(Given data)

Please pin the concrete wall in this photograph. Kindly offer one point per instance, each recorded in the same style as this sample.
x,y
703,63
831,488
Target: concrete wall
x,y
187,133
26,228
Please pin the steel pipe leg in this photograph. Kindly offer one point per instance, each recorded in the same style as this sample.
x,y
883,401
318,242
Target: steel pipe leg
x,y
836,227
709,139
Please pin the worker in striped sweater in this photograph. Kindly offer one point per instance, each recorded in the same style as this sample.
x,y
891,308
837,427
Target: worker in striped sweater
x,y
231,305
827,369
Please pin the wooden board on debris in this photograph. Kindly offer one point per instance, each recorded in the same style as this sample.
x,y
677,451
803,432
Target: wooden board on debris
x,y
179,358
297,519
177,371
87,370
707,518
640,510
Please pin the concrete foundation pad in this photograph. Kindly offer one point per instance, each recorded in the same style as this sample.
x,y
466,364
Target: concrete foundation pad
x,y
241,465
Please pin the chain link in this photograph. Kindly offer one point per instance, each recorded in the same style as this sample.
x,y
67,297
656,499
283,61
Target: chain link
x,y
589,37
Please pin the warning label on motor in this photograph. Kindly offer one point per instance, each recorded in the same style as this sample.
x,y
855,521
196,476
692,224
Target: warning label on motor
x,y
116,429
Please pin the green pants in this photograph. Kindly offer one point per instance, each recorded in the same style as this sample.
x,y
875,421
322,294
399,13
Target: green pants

(End Given data)

■ **The problem**: The full set of records above is to be printed exactly as it appears.

■ **Response to the task**:
Please pin the concrete wall in this photograph. Kindly offer one point per instance, each recorded in the same style as this sample.
x,y
703,63
831,488
Target: concrete wall
x,y
187,133
26,228
Please pin the steel pipe leg in this photograph. Kindly offer one point per instance, each recorded in the same style as this sample.
x,y
883,401
318,242
Target: steel pipe leg
x,y
836,227
709,139
Please pin the worker in striped sweater in this photograph. Kindly offer one point per instance, each recorded in the same style as this sample.
x,y
891,308
837,427
Target: worker in striped sweater
x,y
231,305
827,369
Please pin the wooden board on debris in this photograph. Kindly offer one point per instance, each recorded in the same style as this sample.
x,y
677,451
803,432
Target: wooden board on debris
x,y
179,358
297,519
177,371
87,370
707,518
640,510
Please pin the concrete foundation pad in this photograph. Kindly offer one point per instance, each recorded in the same style as this sample.
x,y
466,364
Target: concrete foundation pad
x,y
241,465
Please pin the chain link in this photograph. Kindly offer one point per instance, each recorded in the same style as this sample.
x,y
67,297
656,499
283,61
Target: chain link
x,y
589,37
Please pin the warning label on motor in this photograph. Kindly offer one point per instance, each recorded in the same style as this sample.
x,y
855,521
196,476
692,224
Target: warning label on motor
x,y
116,429
Please pin the green pants in this photograph. Kindly offer one point per instance, each recorded in the same style as this sample.
x,y
875,421
322,294
399,13
Target: green pants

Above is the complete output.